◆ Work item: Return the records in full, with every character preserved.

◆ Data provided:
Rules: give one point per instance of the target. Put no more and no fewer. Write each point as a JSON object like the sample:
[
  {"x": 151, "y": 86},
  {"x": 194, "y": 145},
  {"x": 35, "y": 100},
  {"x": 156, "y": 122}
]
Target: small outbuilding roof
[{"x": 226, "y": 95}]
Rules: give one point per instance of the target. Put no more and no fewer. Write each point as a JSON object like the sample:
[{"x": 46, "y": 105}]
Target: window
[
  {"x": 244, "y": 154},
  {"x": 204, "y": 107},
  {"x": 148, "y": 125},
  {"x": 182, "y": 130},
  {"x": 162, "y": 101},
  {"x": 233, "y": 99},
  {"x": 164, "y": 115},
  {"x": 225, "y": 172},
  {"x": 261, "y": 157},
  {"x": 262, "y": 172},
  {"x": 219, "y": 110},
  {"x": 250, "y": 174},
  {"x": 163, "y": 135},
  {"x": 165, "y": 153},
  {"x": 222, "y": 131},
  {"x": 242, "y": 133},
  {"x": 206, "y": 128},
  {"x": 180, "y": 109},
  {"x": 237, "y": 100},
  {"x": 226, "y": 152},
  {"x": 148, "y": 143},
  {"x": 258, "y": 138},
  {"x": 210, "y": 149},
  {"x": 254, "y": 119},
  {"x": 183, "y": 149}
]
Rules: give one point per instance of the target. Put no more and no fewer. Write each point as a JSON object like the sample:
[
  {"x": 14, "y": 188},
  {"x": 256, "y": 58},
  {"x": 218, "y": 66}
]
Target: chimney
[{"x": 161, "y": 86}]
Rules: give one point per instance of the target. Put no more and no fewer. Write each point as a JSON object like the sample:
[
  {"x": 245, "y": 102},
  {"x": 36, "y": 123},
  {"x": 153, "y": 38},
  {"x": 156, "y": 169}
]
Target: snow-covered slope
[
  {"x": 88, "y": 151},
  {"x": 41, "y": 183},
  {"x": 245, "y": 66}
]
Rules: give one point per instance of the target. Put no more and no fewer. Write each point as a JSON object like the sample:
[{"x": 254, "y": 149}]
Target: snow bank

◆ Solved problem:
Rules: give one point per instance of the target. Put no more and no fewer. Write each point as a JSON object like the sample:
[
  {"x": 151, "y": 86},
  {"x": 194, "y": 145},
  {"x": 35, "y": 100},
  {"x": 156, "y": 122}
]
Target: small outbuilding roof
[{"x": 226, "y": 95}]
Rules: give one point per instance of the target. Put no more and no fewer. Write each point as a JSON object like the sample:
[{"x": 46, "y": 105}]
Target: window
[
  {"x": 244, "y": 154},
  {"x": 204, "y": 107},
  {"x": 148, "y": 125},
  {"x": 182, "y": 130},
  {"x": 162, "y": 101},
  {"x": 233, "y": 99},
  {"x": 164, "y": 115},
  {"x": 225, "y": 172},
  {"x": 261, "y": 157},
  {"x": 262, "y": 172},
  {"x": 219, "y": 110},
  {"x": 250, "y": 174},
  {"x": 163, "y": 135},
  {"x": 165, "y": 153},
  {"x": 222, "y": 131},
  {"x": 242, "y": 133},
  {"x": 206, "y": 128},
  {"x": 180, "y": 109},
  {"x": 237, "y": 100},
  {"x": 226, "y": 152},
  {"x": 148, "y": 143},
  {"x": 258, "y": 138},
  {"x": 210, "y": 149},
  {"x": 254, "y": 119},
  {"x": 183, "y": 149}
]
Rules: give one point per instance of the target. Put no more and no fewer. Write each point as a JSON object like the sample:
[
  {"x": 14, "y": 188},
  {"x": 256, "y": 58},
  {"x": 218, "y": 66}
]
Target: chimney
[{"x": 161, "y": 86}]
Rules: give one point per instance of the target. Put no more and no fewer. Write each point as a JSON object like the sample:
[
  {"x": 245, "y": 102},
  {"x": 36, "y": 123},
  {"x": 153, "y": 38},
  {"x": 156, "y": 169}
]
Target: snow-covered slope
[
  {"x": 88, "y": 151},
  {"x": 41, "y": 183},
  {"x": 245, "y": 66}
]
Rules: give one point per instance of the target. Put no more and no fewer. Write each point as a JSON object like the sample:
[{"x": 254, "y": 149}]
Target: snow bank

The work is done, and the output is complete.